-- Exercise brief --
Extract all of the lines below verbatim, leaving the pictures out of your answer.

-- Excerpted data --
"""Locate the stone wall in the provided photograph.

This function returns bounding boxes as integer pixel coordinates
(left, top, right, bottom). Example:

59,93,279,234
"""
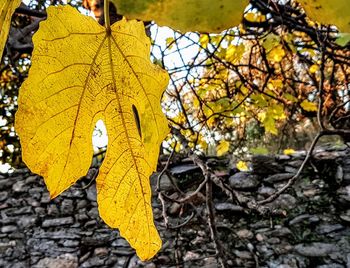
0,148,350,268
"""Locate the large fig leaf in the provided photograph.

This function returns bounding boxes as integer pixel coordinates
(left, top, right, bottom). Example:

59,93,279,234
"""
16,6,168,260
111,0,249,33
0,0,22,59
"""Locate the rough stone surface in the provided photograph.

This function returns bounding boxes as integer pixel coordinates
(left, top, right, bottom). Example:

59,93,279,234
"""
0,146,350,268
229,172,259,190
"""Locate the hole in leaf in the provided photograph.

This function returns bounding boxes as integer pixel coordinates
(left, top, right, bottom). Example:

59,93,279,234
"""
132,105,142,138
92,120,108,166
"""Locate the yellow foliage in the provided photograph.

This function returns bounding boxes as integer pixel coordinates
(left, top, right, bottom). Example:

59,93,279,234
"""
267,45,286,62
283,148,295,155
299,0,350,33
0,0,22,58
236,161,248,171
225,44,245,63
112,0,249,33
16,6,169,260
199,34,209,48
244,12,266,22
216,140,230,156
300,100,317,112
309,64,319,74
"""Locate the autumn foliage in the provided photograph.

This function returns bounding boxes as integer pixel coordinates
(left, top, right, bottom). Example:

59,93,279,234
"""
0,0,350,260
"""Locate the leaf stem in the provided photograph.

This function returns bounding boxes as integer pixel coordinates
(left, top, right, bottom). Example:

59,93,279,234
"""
103,0,111,32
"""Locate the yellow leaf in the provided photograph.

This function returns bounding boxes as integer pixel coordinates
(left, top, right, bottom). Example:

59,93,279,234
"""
236,161,248,171
0,0,22,59
309,64,319,74
244,12,266,22
262,33,281,52
16,6,169,260
199,34,209,48
283,148,295,155
300,100,317,112
262,116,278,135
267,45,286,62
225,44,245,63
165,37,175,49
250,146,269,154
299,0,350,33
216,140,230,156
112,0,249,33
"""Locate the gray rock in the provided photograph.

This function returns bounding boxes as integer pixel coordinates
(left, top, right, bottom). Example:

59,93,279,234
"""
294,242,339,257
229,172,259,190
1,225,17,233
316,224,344,234
47,204,60,216
87,207,99,220
170,164,200,175
86,183,97,202
61,199,74,215
6,206,33,216
289,214,320,226
237,229,254,239
40,192,51,204
337,185,350,205
150,172,174,193
0,192,9,202
17,216,37,229
258,186,276,197
42,217,74,228
12,181,29,193
252,155,283,175
62,240,80,248
316,263,344,268
32,254,78,268
215,203,244,212
34,228,81,240
0,178,12,190
264,173,294,183
25,175,40,184
267,194,297,210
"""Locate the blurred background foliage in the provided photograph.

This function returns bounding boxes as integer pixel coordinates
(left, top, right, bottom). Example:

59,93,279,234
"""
0,0,350,171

-- Task response --
"""Locate the stone wall in the provided photograph.

This function returns bounding boxes as integer pixel coordinates
(left, top, right, bottom). Example:

59,93,279,234
"""
0,148,350,268
"""Locate the large fig leaf in the provided photograph.

This function returns bounding boxes as integer pixel coordinates
(left, top, right, bottom). Example:

59,93,279,234
"""
16,6,168,260
111,0,249,33
0,0,22,59
"""Locate the rough stone surface in the provided photograph.

This function returns bounding boxes as integer pixel coordinates
(left, top, right, bottom). Example:

59,93,279,234
"""
0,146,350,268
229,172,259,190
"""Locate the hole in leaf in the provided photograph.

This function returns bounding boxes as integer pixel coordinates
(left, top, right, bottom). Example:

59,93,279,234
"""
132,105,142,138
92,120,108,166
"""Locate the yellow foliage in the provided photograph.

This function returns bounding boxes as integer pixel coordinates
(left, top, right, bottom). Example:

59,93,279,234
"""
267,45,286,62
283,148,295,155
299,0,350,33
0,0,22,58
236,161,248,171
225,44,245,63
112,0,249,33
16,6,169,260
199,34,209,48
244,12,266,22
216,140,230,156
300,100,317,112
309,64,319,74
"""Locate the autumn foliage in the provided photograph.

This function returns bounding boxes as integer pixel coordinates
(left, top, right, bottom). Example:

59,93,279,234
"""
0,0,350,260
"""Locate the leaf stem in the provided photograph.

This function returns bounding boxes as integer pixel coordinates
(left, top, right, bottom). Example:

59,93,279,234
"""
103,0,111,32
"""Locate the yellow leaf in the provided photograph.

This function returns bounding boxes as integer pixel coordinates
(left, top, right, bottom). Example:

59,93,279,234
"""
236,161,248,171
0,0,22,59
309,64,319,74
244,12,266,22
262,33,281,52
16,6,169,260
199,34,209,48
283,148,295,155
300,100,317,112
262,116,278,135
267,45,286,62
225,44,245,63
165,37,175,49
250,146,269,154
299,0,350,33
216,140,230,156
112,0,249,33
"""Locate the gray rock in the provided photograph.

This function returns bounding boxes as integer pixel coordinates
(left, top, right, bottom). Example:

59,93,279,234
"""
294,242,339,257
229,172,259,190
1,225,17,233
316,224,344,234
47,204,60,216
87,207,99,220
170,164,200,175
86,183,97,202
61,199,74,215
6,206,33,216
289,214,320,226
237,229,254,239
40,192,51,204
337,185,350,205
150,172,174,193
0,192,9,202
17,216,37,229
258,186,276,197
42,217,74,228
12,181,29,193
252,155,283,175
62,240,80,248
316,263,344,268
32,254,78,268
215,203,244,212
34,228,81,240
0,178,12,190
264,173,294,183
25,175,40,184
267,194,297,210
"""Locate the blurred background foliage in the provided photograph.

This function returns bounding boxes as integer pixel coordinates
(left, top, right, bottom). Example:

59,93,279,234
"""
0,0,350,171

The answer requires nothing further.